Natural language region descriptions
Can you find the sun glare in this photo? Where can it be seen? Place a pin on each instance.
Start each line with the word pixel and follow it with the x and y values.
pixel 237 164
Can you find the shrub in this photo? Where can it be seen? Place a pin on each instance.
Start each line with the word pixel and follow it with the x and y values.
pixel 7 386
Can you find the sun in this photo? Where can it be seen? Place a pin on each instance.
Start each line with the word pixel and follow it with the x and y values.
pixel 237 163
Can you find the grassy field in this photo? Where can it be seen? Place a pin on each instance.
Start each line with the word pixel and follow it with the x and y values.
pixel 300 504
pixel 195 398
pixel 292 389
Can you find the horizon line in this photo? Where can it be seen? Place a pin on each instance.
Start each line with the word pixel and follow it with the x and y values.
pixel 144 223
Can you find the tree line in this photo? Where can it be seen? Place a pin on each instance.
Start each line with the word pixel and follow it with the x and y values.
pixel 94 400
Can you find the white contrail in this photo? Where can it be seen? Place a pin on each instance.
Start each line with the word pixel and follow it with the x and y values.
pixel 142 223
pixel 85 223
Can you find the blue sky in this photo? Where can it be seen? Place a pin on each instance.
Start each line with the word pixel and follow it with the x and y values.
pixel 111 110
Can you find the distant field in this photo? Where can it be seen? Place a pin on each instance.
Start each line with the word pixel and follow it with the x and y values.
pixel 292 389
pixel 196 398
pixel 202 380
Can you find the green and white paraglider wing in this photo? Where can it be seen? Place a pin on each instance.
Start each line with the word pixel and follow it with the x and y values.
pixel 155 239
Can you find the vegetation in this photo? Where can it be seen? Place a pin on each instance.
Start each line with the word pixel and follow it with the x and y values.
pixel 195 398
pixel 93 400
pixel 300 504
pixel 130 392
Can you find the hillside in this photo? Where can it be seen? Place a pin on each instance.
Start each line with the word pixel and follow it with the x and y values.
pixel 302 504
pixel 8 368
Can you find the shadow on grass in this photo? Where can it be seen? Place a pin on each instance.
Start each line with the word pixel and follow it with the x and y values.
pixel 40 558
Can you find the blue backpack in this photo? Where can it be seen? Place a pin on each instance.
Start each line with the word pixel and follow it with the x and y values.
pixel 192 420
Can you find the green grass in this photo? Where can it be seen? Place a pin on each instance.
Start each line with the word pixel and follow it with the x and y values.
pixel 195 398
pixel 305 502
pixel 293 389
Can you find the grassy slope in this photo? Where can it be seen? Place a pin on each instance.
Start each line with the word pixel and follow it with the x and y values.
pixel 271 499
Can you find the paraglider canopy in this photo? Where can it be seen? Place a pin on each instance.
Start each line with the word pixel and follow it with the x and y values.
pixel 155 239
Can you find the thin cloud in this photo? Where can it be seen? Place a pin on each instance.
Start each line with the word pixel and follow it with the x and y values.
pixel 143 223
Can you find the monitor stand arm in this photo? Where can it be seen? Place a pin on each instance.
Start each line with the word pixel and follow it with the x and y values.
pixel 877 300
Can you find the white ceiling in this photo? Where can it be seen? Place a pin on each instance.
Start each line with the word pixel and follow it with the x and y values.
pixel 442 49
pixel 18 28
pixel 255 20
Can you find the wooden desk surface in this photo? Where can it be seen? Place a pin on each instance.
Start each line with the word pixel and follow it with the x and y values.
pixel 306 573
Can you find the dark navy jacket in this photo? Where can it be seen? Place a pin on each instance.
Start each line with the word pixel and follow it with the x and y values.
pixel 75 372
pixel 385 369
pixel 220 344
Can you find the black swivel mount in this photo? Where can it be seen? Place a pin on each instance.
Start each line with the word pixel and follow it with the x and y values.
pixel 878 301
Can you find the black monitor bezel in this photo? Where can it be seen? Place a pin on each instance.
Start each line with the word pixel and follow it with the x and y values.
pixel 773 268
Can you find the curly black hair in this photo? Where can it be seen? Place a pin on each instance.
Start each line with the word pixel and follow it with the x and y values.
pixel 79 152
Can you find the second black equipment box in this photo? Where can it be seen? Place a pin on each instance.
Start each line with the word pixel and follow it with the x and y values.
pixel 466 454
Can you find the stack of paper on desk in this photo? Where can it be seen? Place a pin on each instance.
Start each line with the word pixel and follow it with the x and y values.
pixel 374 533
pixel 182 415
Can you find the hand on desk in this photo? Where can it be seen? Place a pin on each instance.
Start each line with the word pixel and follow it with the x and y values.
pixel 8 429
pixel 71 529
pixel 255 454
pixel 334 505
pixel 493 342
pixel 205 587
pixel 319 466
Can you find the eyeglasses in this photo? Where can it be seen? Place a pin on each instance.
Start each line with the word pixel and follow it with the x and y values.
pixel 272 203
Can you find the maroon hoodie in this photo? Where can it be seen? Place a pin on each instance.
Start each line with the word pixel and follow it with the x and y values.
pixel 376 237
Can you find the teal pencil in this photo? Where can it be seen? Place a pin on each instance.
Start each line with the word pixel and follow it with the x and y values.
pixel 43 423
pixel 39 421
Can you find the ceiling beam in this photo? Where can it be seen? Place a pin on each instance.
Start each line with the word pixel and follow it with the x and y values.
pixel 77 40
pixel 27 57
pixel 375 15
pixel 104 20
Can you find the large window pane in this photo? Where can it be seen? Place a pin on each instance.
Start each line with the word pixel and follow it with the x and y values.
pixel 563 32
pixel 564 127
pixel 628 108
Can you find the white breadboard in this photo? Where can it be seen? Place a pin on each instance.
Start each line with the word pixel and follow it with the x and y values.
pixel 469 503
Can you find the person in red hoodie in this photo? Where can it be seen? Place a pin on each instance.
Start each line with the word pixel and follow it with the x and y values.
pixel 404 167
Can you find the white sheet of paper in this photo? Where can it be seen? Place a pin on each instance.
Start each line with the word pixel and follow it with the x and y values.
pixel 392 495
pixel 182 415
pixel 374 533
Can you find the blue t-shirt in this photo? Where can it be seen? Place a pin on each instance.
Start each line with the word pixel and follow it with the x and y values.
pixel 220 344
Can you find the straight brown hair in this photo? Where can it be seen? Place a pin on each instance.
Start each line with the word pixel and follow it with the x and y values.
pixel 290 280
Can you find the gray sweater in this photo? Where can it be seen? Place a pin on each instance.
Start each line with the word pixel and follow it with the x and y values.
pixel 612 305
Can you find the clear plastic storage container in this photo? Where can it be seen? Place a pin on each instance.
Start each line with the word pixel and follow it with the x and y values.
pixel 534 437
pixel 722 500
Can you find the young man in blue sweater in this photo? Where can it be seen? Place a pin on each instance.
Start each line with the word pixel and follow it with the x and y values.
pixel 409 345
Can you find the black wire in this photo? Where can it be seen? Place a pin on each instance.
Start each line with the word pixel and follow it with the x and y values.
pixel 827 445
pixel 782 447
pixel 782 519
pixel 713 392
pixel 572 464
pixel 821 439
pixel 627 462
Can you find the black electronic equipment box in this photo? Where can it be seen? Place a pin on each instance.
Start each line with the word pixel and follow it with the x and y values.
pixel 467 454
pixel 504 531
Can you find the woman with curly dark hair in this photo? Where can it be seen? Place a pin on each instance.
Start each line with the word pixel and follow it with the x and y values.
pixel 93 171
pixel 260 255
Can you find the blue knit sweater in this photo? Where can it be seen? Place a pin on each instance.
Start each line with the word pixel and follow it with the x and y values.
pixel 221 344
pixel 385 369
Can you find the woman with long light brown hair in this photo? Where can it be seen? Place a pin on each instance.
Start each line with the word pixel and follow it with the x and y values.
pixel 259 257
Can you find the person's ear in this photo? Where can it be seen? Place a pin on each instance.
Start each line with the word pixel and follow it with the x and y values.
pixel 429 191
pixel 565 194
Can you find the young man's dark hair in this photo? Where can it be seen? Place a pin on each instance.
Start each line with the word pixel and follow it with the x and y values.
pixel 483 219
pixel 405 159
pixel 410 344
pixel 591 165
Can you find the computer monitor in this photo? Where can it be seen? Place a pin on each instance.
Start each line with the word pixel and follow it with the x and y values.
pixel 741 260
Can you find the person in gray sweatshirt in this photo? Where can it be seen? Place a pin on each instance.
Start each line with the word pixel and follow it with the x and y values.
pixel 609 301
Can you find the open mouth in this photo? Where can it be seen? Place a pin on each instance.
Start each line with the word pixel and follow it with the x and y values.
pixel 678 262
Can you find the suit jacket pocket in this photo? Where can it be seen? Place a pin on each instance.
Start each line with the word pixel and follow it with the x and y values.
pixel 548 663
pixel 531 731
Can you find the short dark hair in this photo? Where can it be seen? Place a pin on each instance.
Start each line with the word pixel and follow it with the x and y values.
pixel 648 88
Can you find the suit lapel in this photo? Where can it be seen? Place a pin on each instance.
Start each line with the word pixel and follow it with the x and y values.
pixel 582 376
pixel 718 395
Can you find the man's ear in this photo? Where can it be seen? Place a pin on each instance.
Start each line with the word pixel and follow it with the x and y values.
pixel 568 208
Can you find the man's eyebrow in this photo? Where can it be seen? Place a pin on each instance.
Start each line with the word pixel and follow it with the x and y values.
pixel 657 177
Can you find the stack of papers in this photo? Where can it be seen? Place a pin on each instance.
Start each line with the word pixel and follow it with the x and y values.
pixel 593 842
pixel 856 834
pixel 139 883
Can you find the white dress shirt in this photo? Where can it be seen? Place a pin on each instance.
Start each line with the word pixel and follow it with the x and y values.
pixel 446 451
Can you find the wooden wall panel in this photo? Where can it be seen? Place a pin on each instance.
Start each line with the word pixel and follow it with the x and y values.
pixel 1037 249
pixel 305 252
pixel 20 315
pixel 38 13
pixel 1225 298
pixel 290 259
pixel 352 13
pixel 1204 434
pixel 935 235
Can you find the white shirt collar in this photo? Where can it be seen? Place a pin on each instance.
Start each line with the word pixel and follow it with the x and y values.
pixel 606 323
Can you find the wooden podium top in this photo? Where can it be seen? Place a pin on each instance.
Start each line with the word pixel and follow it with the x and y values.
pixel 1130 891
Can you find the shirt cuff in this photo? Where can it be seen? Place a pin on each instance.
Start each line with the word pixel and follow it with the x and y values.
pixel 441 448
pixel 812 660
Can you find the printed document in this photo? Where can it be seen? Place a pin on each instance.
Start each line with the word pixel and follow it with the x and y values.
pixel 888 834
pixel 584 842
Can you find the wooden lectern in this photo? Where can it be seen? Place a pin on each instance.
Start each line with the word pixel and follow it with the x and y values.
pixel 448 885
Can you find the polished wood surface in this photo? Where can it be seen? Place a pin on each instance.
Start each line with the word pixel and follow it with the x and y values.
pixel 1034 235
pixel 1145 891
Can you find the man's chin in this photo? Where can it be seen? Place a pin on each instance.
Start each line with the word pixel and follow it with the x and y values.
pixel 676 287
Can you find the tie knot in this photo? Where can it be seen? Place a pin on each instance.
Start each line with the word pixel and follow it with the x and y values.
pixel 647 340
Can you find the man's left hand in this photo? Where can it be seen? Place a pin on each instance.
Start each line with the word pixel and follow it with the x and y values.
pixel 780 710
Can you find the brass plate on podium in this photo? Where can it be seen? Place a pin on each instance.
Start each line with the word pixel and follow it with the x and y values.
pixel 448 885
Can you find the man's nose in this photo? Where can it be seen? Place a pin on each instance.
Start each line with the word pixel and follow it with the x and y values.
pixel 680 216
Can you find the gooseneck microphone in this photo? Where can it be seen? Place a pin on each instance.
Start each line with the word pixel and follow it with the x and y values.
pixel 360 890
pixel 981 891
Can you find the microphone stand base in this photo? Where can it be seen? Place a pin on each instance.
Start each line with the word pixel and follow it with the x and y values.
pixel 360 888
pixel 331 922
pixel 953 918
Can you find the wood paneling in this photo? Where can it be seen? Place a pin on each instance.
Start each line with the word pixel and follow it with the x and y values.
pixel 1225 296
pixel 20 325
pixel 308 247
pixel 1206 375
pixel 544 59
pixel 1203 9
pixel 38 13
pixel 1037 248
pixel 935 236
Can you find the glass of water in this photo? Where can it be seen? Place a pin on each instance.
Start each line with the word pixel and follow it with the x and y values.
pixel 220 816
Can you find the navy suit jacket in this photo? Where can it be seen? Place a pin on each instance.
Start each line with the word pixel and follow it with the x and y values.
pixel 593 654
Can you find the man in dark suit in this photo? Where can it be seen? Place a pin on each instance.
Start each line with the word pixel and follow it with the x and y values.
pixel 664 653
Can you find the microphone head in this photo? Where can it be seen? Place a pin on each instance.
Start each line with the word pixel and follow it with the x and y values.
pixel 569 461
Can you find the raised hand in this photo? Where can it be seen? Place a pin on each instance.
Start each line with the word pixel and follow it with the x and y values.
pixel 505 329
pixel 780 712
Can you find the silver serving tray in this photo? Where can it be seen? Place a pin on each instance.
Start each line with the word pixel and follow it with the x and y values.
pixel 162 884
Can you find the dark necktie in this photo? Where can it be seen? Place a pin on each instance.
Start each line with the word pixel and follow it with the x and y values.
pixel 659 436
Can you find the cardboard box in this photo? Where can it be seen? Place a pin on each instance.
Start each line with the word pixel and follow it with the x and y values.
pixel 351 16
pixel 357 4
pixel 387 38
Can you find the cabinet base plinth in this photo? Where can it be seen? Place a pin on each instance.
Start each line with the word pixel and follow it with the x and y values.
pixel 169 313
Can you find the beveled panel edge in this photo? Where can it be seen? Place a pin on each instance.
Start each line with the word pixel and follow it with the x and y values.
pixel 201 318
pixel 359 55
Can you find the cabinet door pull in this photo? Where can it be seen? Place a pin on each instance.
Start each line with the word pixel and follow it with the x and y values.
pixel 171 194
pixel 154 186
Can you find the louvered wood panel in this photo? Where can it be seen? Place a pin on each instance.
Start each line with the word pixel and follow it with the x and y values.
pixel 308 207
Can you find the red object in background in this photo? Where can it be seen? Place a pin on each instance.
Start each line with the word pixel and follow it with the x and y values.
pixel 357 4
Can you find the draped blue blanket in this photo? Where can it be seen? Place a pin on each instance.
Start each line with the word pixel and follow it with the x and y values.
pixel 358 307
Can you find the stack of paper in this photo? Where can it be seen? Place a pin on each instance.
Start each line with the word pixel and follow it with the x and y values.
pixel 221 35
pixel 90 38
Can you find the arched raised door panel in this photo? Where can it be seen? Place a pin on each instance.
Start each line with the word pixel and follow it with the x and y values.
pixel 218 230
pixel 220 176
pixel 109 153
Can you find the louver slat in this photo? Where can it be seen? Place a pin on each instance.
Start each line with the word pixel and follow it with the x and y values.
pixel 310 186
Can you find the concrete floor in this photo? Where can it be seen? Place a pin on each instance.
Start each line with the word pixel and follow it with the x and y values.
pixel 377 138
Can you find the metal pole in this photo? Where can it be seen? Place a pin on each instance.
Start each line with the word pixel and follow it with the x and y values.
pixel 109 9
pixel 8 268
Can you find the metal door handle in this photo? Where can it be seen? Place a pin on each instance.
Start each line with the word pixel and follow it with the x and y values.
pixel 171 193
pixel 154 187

__Task statement__. Of the lines above, output exactly those from the line bearing "Can you find the white sheet" through the line bearing "Can you find the clear", inclusive.

__Solved problem__.
Can you find the white sheet of paper in this photo? Where can it be seen? Place a pin on each instance.
Start each line with the word pixel and follow it with the x and y values.
pixel 392 495
pixel 182 415
pixel 374 533
Can you find the blue t-shirt in this photo? Where can it be seen? Place a pin on each instance.
Start each line with the word pixel and follow it with the x and y values.
pixel 220 344
Can you find the straight brown hair in this photo? Where can it be seen? Place a pin on each instance.
Start each line with the word pixel and follow it with the x and y values.
pixel 290 280
Can you find the gray sweater in this photo? Where can it be seen? Place a pin on each instance.
Start each line with the word pixel and follow it with the x and y values.
pixel 612 305
Can you find the clear plastic storage container in this photo? Where can it be seen? Place a pin on each instance.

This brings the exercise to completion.